**TASK REQUIREMENTS:** Each of the records that follow needs an exact reproduction.
/---
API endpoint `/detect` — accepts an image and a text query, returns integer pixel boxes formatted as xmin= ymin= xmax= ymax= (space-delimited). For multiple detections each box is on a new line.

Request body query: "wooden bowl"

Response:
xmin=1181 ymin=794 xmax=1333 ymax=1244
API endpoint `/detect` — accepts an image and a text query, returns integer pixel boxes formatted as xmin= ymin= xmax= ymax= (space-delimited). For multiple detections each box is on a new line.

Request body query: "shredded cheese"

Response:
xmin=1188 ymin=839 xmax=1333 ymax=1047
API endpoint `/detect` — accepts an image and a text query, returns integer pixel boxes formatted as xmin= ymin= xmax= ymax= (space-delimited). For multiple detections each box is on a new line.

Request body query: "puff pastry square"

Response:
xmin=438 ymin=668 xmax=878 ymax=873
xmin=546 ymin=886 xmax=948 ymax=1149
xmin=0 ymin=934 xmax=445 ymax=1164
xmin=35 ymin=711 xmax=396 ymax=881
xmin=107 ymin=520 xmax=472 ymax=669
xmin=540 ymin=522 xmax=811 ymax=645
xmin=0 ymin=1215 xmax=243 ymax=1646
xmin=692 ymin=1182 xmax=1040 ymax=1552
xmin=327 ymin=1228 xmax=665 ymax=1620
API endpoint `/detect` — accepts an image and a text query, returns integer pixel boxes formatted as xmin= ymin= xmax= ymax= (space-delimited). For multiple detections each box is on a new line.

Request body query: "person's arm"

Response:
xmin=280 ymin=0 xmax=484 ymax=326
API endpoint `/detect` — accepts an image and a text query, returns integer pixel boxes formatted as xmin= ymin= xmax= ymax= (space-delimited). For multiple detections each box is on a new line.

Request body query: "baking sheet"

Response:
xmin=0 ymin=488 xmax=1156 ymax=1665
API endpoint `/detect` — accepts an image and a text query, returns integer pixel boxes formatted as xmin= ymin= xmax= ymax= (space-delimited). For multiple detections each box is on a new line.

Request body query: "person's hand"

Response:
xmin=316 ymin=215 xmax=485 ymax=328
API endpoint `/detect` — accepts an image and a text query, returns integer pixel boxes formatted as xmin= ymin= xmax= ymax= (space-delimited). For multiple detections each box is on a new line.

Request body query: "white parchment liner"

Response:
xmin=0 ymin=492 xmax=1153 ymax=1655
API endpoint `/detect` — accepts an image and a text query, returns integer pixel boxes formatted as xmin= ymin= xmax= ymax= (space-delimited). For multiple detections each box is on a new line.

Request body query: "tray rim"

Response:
\---
**TASK ANSWER:**
API endpoint `/detect` — accepts an image and a text query, returns integer pixel boxes formatted as xmin= ymin= xmax= ymax= (space-delimited). For multiple detections each box is on a new line.

Request body query: "wooden bowl"

Response:
xmin=1181 ymin=794 xmax=1333 ymax=1244
API endpoint `/detect` — accepts an image and a text query, returns integer pixel boxes formatted as xmin= ymin= xmax= ymax= (space-delimited). For multiple detections each box is on a new line.

Request body query: "shredded cheese"

Response:
xmin=1188 ymin=839 xmax=1333 ymax=1047
API endpoint `/detect` — accepts an image and a text query, returns integer pixel boxes formatted as xmin= ymin= xmax= ymax= (space-delimited). For multiple detections each box is on a new line.

Request body query: "puff pastry square"

Response:
xmin=438 ymin=668 xmax=878 ymax=873
xmin=546 ymin=886 xmax=948 ymax=1149
xmin=0 ymin=934 xmax=445 ymax=1164
xmin=35 ymin=711 xmax=396 ymax=881
xmin=107 ymin=520 xmax=472 ymax=669
xmin=540 ymin=522 xmax=811 ymax=645
xmin=0 ymin=1215 xmax=243 ymax=1646
xmin=692 ymin=1182 xmax=1040 ymax=1552
xmin=327 ymin=1228 xmax=665 ymax=1620
API endpoint `/detect` — accepts an image and a text query, returns integer pixel boxes formatted as xmin= ymin= xmax= ymax= (space-delimited). For multiple detections each box is on a new line.

Request body query: "person's arm"

Response:
xmin=280 ymin=0 xmax=484 ymax=326
API endpoint `/detect` — accepts an image and a text query, returns integer pixel boxes formatted as xmin= ymin= xmax= ymax= (space-delimited). For multiple detections each box is on a new line.

Request body query: "baking sheet"

Response:
xmin=0 ymin=488 xmax=1156 ymax=1665
API endpoint `/detect` — accepts an image and a text query, returns integer pixel boxes formatted as xmin= ymin= xmax= ymax= (space-delimited). For multiple detections each box is on a new line.

Request body query: "person's hand"

Response:
xmin=316 ymin=215 xmax=485 ymax=328
API endpoint `/detect` — accepts an image and a text query, returns integer pixel boxes formatted as xmin= ymin= xmax= ymax= (space-delimited). For multiple detections each box is on a new line.

Request body query: "white parchment liner"

Response:
xmin=0 ymin=492 xmax=1153 ymax=1655
API endpoint `/detect` — accepts an image and a text query, returns integer pixel boxes formatted as xmin= ymin= xmax= ymax= (space-delimited). For multiple detections each box is on a new line.

Request body query: "tray rim"

Response:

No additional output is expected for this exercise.